▸ Listed entries:
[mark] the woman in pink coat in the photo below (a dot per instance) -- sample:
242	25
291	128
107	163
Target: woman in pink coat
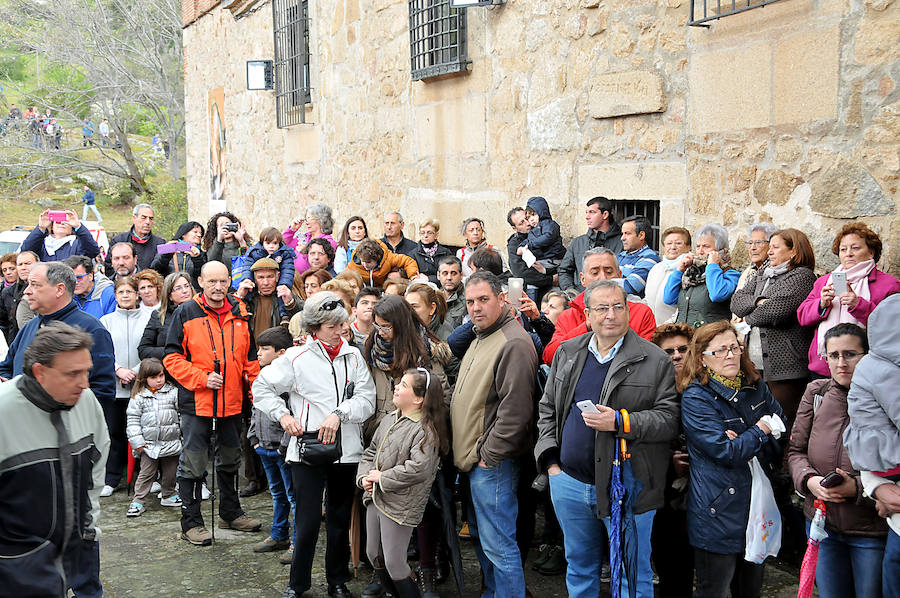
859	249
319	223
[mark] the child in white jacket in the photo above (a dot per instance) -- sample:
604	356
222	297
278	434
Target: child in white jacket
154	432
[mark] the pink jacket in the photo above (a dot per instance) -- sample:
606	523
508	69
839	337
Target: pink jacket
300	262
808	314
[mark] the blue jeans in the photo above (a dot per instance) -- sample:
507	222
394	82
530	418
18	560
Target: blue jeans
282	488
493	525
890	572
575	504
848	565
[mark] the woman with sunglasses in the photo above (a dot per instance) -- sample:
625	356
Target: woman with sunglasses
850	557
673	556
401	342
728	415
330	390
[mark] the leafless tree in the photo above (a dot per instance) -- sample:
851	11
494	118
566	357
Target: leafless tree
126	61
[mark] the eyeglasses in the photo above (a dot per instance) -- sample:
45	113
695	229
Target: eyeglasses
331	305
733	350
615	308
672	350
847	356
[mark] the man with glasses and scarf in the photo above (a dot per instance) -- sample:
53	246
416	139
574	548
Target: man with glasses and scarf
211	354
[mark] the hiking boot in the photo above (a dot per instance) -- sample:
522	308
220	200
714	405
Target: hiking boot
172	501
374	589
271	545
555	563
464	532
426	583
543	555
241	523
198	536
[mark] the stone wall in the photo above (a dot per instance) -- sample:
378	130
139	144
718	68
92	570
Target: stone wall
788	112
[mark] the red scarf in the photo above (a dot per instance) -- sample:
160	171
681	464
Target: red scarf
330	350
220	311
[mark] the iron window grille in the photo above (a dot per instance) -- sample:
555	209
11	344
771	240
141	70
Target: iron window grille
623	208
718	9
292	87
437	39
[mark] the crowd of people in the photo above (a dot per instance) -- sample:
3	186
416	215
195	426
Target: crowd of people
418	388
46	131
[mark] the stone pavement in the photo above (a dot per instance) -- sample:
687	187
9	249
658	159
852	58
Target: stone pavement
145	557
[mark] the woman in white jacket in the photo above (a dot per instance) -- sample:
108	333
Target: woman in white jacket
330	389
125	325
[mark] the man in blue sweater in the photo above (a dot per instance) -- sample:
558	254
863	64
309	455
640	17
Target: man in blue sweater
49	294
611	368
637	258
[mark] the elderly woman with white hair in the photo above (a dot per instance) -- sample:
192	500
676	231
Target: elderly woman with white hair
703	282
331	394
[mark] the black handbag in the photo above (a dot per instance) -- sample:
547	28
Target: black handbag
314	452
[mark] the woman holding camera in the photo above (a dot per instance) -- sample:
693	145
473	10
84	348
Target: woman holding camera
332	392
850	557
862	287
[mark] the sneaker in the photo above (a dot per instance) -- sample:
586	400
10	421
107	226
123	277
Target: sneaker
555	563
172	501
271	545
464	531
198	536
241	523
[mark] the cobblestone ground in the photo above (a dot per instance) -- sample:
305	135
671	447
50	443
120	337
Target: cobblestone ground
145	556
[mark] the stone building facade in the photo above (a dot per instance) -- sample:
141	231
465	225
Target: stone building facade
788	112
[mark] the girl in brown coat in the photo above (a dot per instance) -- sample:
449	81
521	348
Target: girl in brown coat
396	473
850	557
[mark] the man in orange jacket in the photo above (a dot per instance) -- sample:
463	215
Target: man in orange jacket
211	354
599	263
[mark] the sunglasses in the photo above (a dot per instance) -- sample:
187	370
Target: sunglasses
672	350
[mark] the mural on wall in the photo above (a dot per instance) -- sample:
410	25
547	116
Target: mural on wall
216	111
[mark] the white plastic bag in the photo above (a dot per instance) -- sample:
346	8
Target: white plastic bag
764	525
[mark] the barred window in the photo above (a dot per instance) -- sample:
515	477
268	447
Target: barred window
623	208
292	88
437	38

...

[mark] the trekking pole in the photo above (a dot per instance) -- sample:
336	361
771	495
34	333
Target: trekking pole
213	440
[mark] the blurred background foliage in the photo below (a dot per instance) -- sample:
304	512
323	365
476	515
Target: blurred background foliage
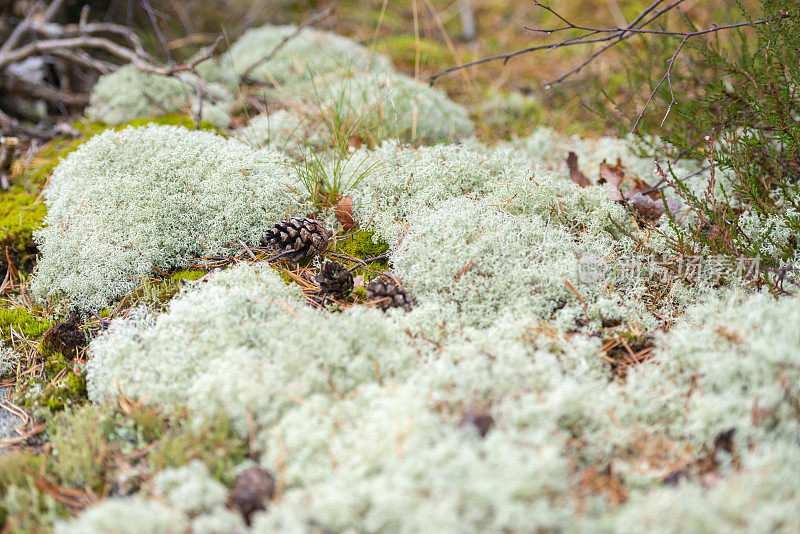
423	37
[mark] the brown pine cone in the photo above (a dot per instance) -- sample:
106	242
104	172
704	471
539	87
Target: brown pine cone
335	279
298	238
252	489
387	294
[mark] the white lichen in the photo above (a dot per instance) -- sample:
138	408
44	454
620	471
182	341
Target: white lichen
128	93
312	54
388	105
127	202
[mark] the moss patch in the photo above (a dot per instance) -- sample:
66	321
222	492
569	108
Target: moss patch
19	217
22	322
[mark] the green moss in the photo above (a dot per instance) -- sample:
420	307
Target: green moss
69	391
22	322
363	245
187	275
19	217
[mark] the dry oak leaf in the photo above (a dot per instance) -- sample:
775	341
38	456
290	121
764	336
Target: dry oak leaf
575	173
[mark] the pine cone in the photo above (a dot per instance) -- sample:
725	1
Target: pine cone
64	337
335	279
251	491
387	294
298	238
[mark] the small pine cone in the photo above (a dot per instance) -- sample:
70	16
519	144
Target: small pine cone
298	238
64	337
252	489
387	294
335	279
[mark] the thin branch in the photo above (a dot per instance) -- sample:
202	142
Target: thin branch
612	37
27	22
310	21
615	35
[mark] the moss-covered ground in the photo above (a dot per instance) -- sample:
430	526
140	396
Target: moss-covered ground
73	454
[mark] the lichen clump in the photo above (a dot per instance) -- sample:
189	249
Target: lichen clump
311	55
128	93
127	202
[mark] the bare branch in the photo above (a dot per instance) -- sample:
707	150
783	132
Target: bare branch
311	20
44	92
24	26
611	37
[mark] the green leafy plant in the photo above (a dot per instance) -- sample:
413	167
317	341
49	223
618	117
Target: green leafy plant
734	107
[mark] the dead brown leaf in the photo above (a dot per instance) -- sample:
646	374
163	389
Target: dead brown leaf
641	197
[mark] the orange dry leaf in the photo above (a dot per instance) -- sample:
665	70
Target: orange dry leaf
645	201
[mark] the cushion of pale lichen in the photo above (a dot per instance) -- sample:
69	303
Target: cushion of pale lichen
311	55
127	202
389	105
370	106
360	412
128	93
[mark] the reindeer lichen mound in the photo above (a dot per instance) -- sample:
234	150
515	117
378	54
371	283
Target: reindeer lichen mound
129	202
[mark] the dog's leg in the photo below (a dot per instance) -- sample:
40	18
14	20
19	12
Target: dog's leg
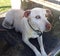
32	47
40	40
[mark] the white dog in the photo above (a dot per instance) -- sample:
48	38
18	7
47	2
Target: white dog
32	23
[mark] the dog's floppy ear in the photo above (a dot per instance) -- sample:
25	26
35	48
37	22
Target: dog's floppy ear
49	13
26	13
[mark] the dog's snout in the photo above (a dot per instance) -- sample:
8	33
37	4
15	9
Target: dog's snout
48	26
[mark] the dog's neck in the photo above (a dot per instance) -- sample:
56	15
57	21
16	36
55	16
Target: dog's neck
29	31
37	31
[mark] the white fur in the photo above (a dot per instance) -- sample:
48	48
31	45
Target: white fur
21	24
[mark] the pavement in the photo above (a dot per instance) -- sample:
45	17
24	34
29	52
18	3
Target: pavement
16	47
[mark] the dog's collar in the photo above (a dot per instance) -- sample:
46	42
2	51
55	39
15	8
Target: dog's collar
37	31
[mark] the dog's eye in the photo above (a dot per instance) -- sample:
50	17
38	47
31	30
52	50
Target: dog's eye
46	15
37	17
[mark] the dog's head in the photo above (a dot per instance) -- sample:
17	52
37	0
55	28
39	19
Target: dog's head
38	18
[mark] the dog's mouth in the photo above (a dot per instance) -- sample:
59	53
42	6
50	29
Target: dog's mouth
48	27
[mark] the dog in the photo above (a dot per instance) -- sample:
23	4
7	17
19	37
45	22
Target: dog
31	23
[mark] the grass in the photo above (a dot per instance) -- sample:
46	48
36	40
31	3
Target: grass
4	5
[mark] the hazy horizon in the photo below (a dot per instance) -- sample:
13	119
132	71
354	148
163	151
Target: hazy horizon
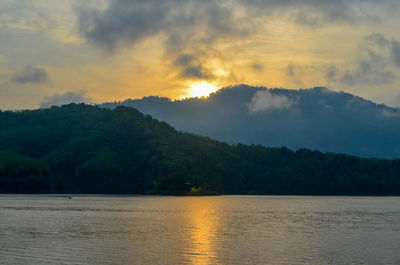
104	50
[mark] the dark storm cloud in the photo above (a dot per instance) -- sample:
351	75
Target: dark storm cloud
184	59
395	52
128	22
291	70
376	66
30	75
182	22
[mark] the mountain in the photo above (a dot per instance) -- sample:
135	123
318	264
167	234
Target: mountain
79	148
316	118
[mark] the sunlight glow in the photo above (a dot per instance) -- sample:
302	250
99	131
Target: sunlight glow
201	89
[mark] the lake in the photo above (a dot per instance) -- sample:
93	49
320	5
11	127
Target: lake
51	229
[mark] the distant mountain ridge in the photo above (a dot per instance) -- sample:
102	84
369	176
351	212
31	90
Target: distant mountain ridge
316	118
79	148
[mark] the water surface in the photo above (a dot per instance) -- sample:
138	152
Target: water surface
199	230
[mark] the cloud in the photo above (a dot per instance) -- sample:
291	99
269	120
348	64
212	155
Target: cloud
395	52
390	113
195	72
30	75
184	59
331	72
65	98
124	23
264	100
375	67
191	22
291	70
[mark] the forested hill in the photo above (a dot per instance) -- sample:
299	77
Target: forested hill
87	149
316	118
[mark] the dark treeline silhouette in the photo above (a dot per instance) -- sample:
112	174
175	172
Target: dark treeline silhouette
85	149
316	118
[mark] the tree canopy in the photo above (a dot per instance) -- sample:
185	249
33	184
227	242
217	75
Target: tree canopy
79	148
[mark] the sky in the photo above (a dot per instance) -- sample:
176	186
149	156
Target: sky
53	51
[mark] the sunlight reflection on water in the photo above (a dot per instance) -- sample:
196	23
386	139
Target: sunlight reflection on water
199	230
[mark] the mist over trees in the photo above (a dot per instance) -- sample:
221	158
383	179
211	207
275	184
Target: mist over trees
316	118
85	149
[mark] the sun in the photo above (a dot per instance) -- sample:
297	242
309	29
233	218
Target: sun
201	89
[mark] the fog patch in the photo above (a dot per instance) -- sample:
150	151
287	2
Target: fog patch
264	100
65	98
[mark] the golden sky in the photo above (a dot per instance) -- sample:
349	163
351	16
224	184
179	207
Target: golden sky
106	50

▸ What you are asked to do: List every line above that contains the string "sunglasses", treating uppercase and lowercase letters as distinct.

▸ Response to this task:
[mark] the woman with sunglasses in the photo above (a dot per instance) -- sample:
Target: woman with sunglasses
[mark] the sunglasses in the photo above (a dot per instance) -- sample:
Target: sunglasses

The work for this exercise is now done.